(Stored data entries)

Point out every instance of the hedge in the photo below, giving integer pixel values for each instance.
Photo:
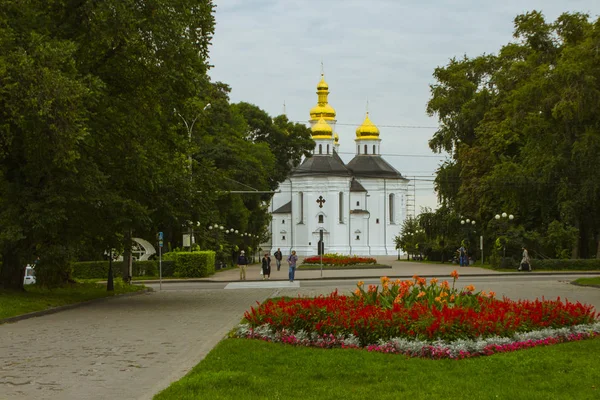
(195, 264)
(99, 269)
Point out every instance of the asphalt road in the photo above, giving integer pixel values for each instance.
(133, 347)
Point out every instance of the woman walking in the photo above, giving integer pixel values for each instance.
(266, 267)
(292, 260)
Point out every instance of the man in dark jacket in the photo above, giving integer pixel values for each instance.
(278, 258)
(242, 262)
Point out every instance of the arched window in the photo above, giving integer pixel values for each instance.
(301, 206)
(391, 206)
(341, 207)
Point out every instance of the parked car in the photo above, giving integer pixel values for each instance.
(29, 275)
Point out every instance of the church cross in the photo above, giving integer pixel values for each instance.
(320, 200)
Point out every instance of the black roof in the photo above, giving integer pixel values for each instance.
(284, 209)
(373, 166)
(322, 164)
(355, 186)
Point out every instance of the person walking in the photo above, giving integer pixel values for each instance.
(266, 265)
(242, 263)
(462, 256)
(278, 258)
(525, 261)
(292, 260)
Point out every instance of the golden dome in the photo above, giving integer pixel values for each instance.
(322, 109)
(367, 130)
(322, 85)
(322, 130)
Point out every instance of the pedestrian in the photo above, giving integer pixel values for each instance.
(462, 256)
(525, 261)
(266, 267)
(278, 258)
(292, 260)
(242, 263)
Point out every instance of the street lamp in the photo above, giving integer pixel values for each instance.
(510, 218)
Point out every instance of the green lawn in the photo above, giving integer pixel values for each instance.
(588, 281)
(251, 369)
(37, 299)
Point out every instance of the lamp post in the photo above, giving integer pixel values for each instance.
(468, 224)
(504, 216)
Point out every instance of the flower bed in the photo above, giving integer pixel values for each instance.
(420, 319)
(339, 260)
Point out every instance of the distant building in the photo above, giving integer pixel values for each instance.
(357, 208)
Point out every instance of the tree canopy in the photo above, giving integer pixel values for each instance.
(97, 101)
(523, 130)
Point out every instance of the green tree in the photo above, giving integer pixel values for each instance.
(522, 128)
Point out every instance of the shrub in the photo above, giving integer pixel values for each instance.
(99, 269)
(196, 264)
(339, 259)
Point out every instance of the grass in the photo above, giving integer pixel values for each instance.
(35, 298)
(252, 369)
(588, 281)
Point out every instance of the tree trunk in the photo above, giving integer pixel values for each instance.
(12, 272)
(126, 270)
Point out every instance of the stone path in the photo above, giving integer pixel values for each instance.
(123, 348)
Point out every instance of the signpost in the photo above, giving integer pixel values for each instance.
(160, 243)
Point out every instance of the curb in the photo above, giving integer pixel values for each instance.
(341, 278)
(69, 306)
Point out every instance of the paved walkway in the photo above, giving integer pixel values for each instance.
(133, 347)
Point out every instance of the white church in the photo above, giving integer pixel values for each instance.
(356, 208)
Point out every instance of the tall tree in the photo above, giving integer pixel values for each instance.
(523, 130)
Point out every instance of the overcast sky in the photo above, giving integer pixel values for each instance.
(380, 51)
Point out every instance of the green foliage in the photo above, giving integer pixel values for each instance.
(562, 371)
(522, 131)
(99, 269)
(197, 264)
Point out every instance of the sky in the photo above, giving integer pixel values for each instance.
(379, 54)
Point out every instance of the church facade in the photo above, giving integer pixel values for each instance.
(354, 208)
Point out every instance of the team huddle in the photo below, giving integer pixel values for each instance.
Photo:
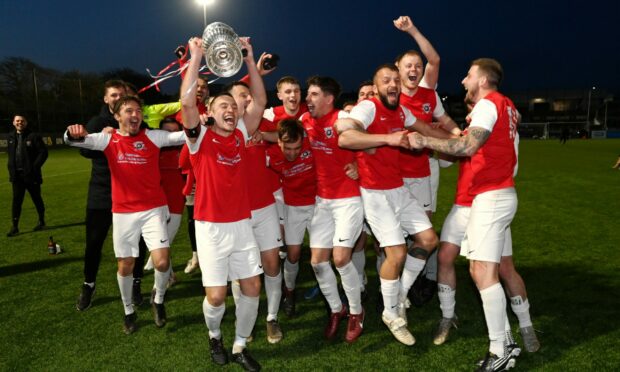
(261, 178)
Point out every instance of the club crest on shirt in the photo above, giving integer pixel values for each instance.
(138, 145)
(329, 132)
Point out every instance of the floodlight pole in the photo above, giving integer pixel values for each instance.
(588, 114)
(204, 13)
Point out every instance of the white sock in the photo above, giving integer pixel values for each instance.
(352, 287)
(161, 281)
(413, 267)
(380, 260)
(494, 305)
(447, 300)
(125, 284)
(509, 339)
(213, 318)
(273, 288)
(290, 274)
(246, 312)
(389, 291)
(430, 270)
(235, 288)
(329, 285)
(521, 308)
(359, 261)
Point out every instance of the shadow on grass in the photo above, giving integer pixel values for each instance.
(51, 228)
(29, 267)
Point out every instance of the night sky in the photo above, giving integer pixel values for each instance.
(541, 44)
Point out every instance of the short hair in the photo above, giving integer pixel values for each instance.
(327, 84)
(169, 120)
(347, 103)
(124, 100)
(229, 87)
(290, 130)
(130, 86)
(364, 84)
(115, 83)
(223, 93)
(410, 52)
(389, 66)
(287, 80)
(491, 69)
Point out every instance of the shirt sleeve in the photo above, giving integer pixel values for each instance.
(484, 115)
(364, 112)
(410, 119)
(439, 110)
(193, 147)
(94, 141)
(162, 138)
(268, 114)
(243, 129)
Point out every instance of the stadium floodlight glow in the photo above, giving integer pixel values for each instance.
(204, 4)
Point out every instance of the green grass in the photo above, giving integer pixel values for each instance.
(566, 242)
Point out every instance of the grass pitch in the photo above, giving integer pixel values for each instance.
(566, 246)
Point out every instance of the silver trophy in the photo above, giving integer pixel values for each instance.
(222, 49)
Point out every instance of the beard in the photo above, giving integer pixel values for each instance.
(386, 103)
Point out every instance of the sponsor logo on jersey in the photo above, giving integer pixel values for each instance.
(329, 132)
(139, 146)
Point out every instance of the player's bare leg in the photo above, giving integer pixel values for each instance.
(395, 257)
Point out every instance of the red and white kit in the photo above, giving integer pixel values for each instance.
(224, 238)
(299, 190)
(138, 200)
(388, 206)
(424, 105)
(492, 184)
(338, 213)
(271, 118)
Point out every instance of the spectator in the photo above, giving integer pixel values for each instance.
(27, 153)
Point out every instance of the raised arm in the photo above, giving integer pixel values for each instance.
(466, 145)
(351, 135)
(189, 110)
(431, 72)
(254, 111)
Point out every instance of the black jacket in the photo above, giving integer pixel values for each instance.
(34, 154)
(100, 187)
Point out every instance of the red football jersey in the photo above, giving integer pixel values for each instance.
(298, 176)
(381, 169)
(463, 183)
(259, 176)
(330, 159)
(423, 105)
(494, 163)
(271, 117)
(134, 166)
(219, 165)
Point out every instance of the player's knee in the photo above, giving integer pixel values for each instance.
(418, 252)
(395, 255)
(216, 299)
(341, 259)
(429, 241)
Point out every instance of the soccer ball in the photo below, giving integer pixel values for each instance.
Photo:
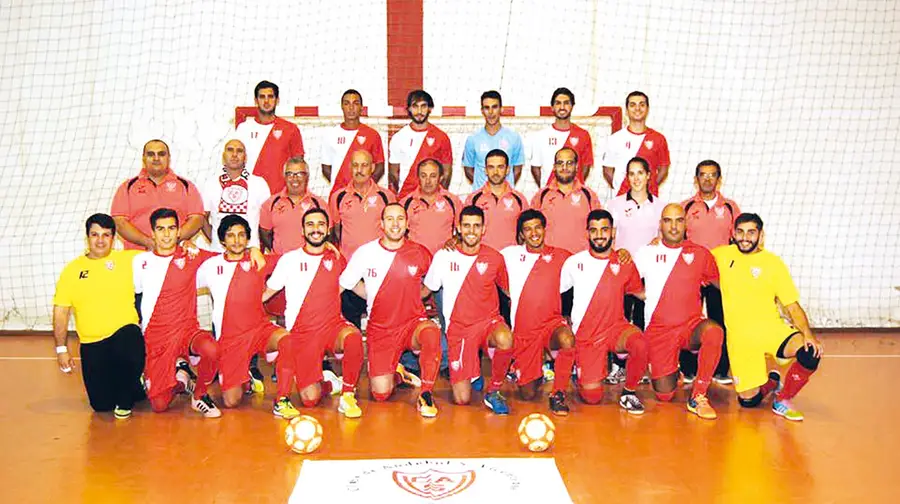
(537, 432)
(303, 434)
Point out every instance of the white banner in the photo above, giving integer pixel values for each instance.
(401, 481)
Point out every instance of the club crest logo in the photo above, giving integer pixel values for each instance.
(434, 485)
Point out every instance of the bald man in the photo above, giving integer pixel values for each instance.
(674, 271)
(233, 190)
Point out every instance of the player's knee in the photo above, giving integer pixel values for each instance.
(807, 358)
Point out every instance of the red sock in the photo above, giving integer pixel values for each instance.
(206, 347)
(284, 365)
(708, 359)
(499, 366)
(429, 356)
(565, 359)
(636, 364)
(794, 381)
(352, 362)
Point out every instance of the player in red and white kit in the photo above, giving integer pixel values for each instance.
(309, 277)
(636, 140)
(600, 281)
(341, 141)
(269, 139)
(241, 323)
(562, 133)
(417, 141)
(166, 280)
(537, 321)
(390, 271)
(674, 272)
(470, 275)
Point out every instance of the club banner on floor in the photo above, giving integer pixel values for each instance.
(401, 481)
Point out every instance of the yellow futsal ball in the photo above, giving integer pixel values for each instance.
(303, 434)
(537, 432)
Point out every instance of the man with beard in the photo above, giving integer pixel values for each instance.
(390, 270)
(600, 280)
(674, 271)
(562, 133)
(754, 282)
(470, 275)
(309, 277)
(415, 142)
(269, 139)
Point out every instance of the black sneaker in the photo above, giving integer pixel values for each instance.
(558, 403)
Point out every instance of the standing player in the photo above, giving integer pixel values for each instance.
(155, 187)
(534, 271)
(673, 272)
(636, 140)
(270, 140)
(340, 142)
(415, 142)
(470, 276)
(309, 277)
(243, 328)
(566, 202)
(600, 281)
(562, 133)
(492, 137)
(233, 191)
(752, 280)
(390, 270)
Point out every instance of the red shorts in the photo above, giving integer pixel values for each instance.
(159, 370)
(528, 350)
(665, 343)
(385, 346)
(591, 356)
(463, 344)
(311, 347)
(235, 352)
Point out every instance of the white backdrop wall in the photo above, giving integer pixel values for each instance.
(797, 99)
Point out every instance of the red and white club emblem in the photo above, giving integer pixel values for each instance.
(434, 485)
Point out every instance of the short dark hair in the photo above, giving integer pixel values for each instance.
(643, 162)
(497, 153)
(748, 217)
(265, 85)
(163, 213)
(637, 93)
(102, 220)
(564, 91)
(708, 162)
(528, 215)
(471, 210)
(418, 95)
(313, 211)
(352, 91)
(599, 215)
(228, 222)
(491, 94)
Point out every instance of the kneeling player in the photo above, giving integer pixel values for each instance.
(751, 280)
(600, 281)
(240, 320)
(538, 325)
(674, 271)
(470, 275)
(388, 272)
(309, 276)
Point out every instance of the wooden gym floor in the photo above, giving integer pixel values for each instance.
(53, 448)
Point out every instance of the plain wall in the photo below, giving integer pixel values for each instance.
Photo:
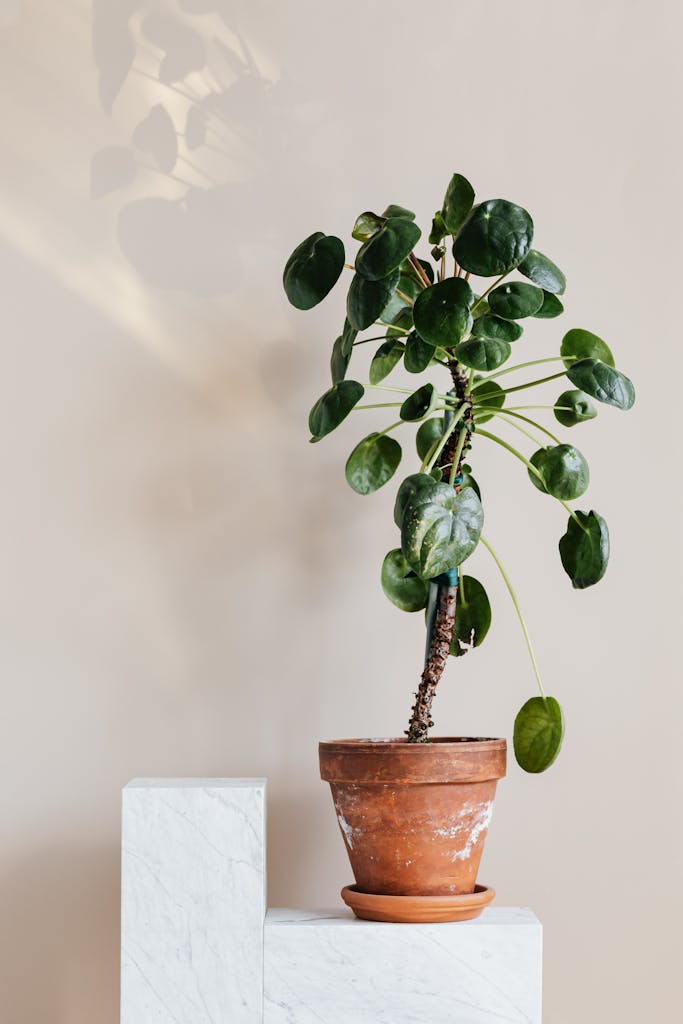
(187, 586)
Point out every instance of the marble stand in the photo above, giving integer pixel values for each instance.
(199, 947)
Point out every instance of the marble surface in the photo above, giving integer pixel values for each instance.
(193, 901)
(329, 968)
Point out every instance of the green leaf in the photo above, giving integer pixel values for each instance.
(515, 300)
(386, 250)
(602, 382)
(419, 404)
(366, 225)
(441, 312)
(472, 616)
(495, 238)
(585, 549)
(578, 344)
(400, 585)
(482, 353)
(551, 307)
(457, 203)
(418, 353)
(313, 269)
(339, 361)
(543, 272)
(497, 328)
(578, 408)
(385, 358)
(538, 733)
(367, 299)
(372, 463)
(564, 471)
(334, 407)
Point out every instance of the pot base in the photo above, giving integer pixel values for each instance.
(417, 909)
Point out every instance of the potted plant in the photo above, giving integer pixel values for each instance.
(414, 811)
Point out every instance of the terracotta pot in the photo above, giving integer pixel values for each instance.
(414, 816)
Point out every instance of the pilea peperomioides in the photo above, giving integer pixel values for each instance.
(442, 320)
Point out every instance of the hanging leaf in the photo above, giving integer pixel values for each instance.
(602, 382)
(372, 463)
(543, 272)
(575, 408)
(441, 312)
(578, 344)
(457, 203)
(515, 300)
(332, 408)
(313, 269)
(472, 616)
(538, 733)
(367, 299)
(564, 471)
(585, 549)
(494, 239)
(400, 585)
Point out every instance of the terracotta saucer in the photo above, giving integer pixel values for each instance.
(417, 909)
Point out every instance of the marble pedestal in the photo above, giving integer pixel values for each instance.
(198, 946)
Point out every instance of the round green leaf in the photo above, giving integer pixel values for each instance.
(400, 585)
(515, 300)
(441, 312)
(482, 353)
(585, 549)
(367, 299)
(457, 203)
(419, 404)
(578, 344)
(543, 272)
(372, 463)
(472, 615)
(497, 328)
(602, 382)
(387, 249)
(334, 407)
(538, 733)
(313, 269)
(575, 408)
(494, 239)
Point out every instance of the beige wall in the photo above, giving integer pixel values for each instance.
(189, 588)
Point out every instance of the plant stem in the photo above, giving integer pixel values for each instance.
(518, 610)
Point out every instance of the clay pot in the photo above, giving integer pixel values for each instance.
(414, 816)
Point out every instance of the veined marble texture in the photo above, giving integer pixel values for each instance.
(193, 901)
(328, 968)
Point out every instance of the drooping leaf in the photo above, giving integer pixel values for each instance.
(538, 733)
(367, 299)
(575, 408)
(385, 358)
(472, 615)
(387, 249)
(515, 300)
(579, 344)
(585, 549)
(332, 408)
(457, 203)
(372, 463)
(441, 312)
(602, 382)
(313, 269)
(543, 272)
(497, 328)
(419, 404)
(482, 353)
(564, 471)
(494, 239)
(400, 585)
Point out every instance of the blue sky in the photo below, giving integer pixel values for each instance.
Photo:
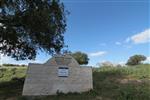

> _TO DO_: Please find the lines in the data that contain the word "below" and copy them.

> _EXPECTED OUTPUT_:
Point out every instance of the hedge in the photo below, giving integer pixel values for each instance.
Point out every instance of the team huddle in the photo below, giving integer pixel values for each instance.
Point out every instance of the soccer ball in the photo below, giving integer pixel values for each instance.
Point out every instance of the plain wall in the photo below, giving integer pixel values for each instance.
Point out every instance of the blue sky in the photo below, giving integer pixel values for each instance.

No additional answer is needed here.